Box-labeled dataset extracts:
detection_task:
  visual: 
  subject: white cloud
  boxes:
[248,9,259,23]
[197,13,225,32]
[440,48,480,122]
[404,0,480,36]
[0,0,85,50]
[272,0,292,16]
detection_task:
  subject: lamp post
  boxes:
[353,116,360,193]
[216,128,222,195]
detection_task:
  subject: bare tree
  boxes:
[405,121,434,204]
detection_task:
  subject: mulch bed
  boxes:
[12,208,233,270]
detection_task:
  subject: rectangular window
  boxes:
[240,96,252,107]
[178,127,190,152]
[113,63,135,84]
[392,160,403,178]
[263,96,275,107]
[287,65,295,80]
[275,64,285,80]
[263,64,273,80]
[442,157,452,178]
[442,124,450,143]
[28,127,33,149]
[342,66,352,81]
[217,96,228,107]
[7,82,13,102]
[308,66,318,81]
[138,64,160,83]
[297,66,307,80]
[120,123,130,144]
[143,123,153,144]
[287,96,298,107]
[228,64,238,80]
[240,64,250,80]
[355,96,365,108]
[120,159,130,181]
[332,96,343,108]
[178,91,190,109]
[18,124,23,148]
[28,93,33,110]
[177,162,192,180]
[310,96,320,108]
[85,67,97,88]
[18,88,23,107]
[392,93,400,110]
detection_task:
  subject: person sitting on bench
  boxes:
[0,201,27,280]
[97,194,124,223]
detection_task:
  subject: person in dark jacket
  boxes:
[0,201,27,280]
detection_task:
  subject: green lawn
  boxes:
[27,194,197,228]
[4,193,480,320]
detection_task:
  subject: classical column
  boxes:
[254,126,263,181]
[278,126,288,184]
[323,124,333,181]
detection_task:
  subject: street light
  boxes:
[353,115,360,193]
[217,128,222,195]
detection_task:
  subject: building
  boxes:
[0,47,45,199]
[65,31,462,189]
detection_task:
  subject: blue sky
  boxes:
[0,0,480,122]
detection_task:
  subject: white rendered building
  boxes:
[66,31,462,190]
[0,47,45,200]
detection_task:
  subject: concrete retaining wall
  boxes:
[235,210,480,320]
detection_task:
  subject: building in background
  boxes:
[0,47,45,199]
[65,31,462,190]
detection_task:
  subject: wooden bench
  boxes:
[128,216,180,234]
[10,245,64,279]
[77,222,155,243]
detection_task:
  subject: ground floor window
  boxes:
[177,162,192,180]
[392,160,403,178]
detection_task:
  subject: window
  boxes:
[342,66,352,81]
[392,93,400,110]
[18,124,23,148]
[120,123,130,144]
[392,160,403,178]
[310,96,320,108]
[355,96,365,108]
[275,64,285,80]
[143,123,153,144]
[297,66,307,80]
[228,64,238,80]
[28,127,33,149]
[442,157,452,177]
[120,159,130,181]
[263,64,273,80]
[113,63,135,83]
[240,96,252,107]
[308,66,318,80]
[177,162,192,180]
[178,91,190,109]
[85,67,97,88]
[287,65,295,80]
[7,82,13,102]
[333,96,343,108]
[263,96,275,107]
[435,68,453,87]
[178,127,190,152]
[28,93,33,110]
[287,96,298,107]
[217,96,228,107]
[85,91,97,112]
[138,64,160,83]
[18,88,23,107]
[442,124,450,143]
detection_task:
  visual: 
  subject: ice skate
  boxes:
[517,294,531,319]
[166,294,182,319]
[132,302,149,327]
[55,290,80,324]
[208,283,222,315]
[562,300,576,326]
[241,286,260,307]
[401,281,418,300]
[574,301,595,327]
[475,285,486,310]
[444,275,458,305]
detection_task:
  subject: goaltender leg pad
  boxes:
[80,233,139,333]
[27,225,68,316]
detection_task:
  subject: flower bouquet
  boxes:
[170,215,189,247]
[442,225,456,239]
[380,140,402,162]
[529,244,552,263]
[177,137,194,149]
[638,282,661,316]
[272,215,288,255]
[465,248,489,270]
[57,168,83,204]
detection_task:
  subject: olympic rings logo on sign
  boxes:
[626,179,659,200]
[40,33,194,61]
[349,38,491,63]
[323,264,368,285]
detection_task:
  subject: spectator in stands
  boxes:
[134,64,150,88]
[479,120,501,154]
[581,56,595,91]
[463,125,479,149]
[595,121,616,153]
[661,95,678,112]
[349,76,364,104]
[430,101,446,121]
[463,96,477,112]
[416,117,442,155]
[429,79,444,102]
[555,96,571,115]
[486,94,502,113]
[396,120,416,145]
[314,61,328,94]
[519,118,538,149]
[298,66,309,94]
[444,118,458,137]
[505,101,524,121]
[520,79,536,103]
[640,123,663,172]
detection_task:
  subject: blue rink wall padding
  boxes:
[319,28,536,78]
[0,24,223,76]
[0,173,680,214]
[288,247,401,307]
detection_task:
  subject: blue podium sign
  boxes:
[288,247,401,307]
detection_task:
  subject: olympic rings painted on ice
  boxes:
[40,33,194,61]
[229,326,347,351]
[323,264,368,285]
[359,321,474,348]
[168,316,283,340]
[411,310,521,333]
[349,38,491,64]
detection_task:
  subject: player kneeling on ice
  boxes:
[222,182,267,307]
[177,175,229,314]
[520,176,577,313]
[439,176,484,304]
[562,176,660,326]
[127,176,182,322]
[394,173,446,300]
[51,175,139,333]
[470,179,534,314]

What is needed
How many lines of the listing above contain the string "window"? Give only the number.

Result
3